___ Lesetext

Angefangen von den durch die zunehmende Arbeitsverdichtung, Entgrenzung und der schon genannten Flexibilisierung zunehmenden „Psycholeiden“, die gerade die Menschen aus dem Sozialen Sektor schon lange und leider gut kennen, wird auch das Thema der Vereinbarkeit von Person, Familie und Beruf angesprochen. Spannend ist auch ein Blick in die heute immer noch verbreitete Art, wie Organisationen gestaltet sind und welche Probleme dies bereitet.

Für mich ist aber Kapitel 2 deutlich aufschlussreicher:

Was New Work bedeutet!

Hier geht Markus Väth auf das Konzept „New Work“ von Frithjof Bergmann dezidiert ein. Das Konzept fokussiert auf die drei Hauptsäulen

  • Rückbau der Lohnarbeit mit einer Kritik am Kapitalismus in der Form, wie wir ihn kennen,
  • Hightech-Selbstversorgung mit der Überlegung, bis zu 80% aller täglichen Güter nachhaltig und möglichst regional zu produzieren und
  • „Calling“, verstanden als die Arbeit, die man „wirklich, wirklich tun will“.

Das ist sperrig. Das ist sperriger als das, was vom Gros der „New Work Befürworter“ zumeist propagiert wird. So betrifft das Konzept New Work in erster Linie nicht die Frage, wie Organisationen zu gestalten sind.

Es setzt viel grundsätzlicher am Kern des Lebens an, das wir in der heutigen Zeit führen.

Kapitel 3 wird hingegen konkret:

„Wie New Work gelingt!“

Endlich mal Methoden! Aber nein, ganz so einfach macht es sich Markus Väth auch hier nicht.  So überrascht auch Kapitel 3 dahingehend, dass schon wieder keine Methoden der Organisationsgestaltung angeboten werden, sondern ich mich als Leser zuerst einmal mit mir selbst auseinandersetzen muss.

Was kann als Lebensphilosophie in einer Zeit des permanenten Wandels gelten, wenn die Trennung von Work und Life zunehmend an Grenzen gerät? Was sind die Kompetenzen für eine Arbeitswelt für morgen? Wie komme ich zum Calling, also zu dem Beruf oder besser den Tätigkeiten, die ich wirklich, wirklich tun will?

Das sind Fragen, die eine ganz konkrete Auseinandersetzung mit sich selbst und dem eigenen Leben erfordern. Und dann gibt es noch ein, zugegebenermaßen kleines, Kapitel zu den Chancen von New Work für Organisationen, in dem dann auch ein paar Methoden angeboten werden.

Väth schließt die Ausführungen mit einem Ausblick, was das Konzept New Work oder einfacher, was Arbeit für die Politik und die Gesellschaft insgesamt bedeutet.

Bewertung 

Die Bewertung stelle ich in den Kontext der Frage, was ich denn aus dem Buch mitnehmen kann.

______

(Zu erledigende Aufgaben)
1. Bitte aktualisiere die Rezension im Bereich von „Was kann als“ bis hinunter zu „Methoden angeboten werden.“ und gib ihn wieder, wobei „Lebensphilosophie“ durch „Grundhaltung“ ersetzt wird.
2. Beantworte anhand der Rezension folgende Fragen:
(a) Von wem stammt das Konzept „New Work“?
(b) Bis zu wie viel Prozent aller täglichen Güter sollen nach der Überlegung zur Hightech-Selbstversorgung produziert werden?
(c) Womit schließt Väth seine Ausführungen?

___ Angezeigte Informationen

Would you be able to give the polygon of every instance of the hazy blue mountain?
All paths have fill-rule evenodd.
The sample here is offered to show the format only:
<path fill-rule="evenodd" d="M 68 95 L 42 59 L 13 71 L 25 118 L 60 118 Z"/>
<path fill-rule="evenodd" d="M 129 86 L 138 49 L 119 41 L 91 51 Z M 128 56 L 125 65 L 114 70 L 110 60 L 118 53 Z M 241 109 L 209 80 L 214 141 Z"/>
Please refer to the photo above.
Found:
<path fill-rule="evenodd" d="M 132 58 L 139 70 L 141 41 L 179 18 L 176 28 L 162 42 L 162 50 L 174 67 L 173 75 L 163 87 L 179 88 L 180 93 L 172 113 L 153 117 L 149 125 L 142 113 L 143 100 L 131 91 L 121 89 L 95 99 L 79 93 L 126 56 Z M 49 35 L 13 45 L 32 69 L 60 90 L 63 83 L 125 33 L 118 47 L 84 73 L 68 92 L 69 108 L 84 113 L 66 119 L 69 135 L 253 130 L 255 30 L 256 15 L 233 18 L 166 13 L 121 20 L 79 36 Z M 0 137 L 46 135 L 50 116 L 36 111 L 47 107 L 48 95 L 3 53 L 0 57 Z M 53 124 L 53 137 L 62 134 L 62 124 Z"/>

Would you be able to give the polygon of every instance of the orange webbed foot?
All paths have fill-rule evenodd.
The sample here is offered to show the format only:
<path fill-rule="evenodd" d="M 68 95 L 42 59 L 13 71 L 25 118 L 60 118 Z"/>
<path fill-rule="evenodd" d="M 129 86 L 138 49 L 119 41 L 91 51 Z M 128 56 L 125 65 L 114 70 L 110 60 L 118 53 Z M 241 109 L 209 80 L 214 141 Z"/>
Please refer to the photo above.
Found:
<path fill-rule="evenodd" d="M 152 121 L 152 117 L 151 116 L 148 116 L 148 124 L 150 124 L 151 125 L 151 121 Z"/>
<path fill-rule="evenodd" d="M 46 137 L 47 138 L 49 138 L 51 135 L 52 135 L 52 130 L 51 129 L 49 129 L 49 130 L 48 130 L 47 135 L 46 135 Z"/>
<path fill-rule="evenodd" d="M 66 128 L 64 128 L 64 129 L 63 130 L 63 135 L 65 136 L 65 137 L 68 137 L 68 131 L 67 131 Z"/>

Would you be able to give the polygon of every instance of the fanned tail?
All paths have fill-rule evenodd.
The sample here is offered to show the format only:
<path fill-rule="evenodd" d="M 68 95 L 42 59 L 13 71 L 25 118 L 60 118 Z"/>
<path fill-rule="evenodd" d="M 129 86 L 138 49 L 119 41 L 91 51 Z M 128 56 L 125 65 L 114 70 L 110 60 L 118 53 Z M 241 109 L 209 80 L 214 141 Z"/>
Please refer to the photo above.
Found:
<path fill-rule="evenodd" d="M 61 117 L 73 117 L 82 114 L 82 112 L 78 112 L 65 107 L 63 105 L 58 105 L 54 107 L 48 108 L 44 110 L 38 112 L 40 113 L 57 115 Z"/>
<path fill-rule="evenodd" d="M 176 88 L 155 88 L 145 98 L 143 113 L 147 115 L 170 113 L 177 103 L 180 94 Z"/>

______

(Ergebnisse der Aufgaben)
1.
Was kann als Grundhaltung in einer Zeit des permanenten Wandels gelten, wenn die Trennung von Work und Life zunehmend an Grenzen gerät? Was sind die Kompetenzen für eine Arbeitswelt für morgen? Wie komme ich zum Calling, also zu dem Beruf oder besser den Tätigkeiten, die ich wirklich, wirklich tun will?

Das sind Fragen, die eine ganz konkrete Auseinandersetzung mit sich selbst und dem eigenen Leben erfordern. Und dann gibt es noch ein, zugegebenermaßen kleines, Kapitel zu den Chancen von New Work für Organisationen, in dem dann auch ein paar Methoden angeboten werden.

2.
(a) Von Frithjof Bergmann.
(b) Bis zu 80 %.
(c) Mit einem Ausblick darauf, was das Konzept New Work oder einfacher, was Arbeit für die Politik und die Gesellschaft insgesamt bedeutet.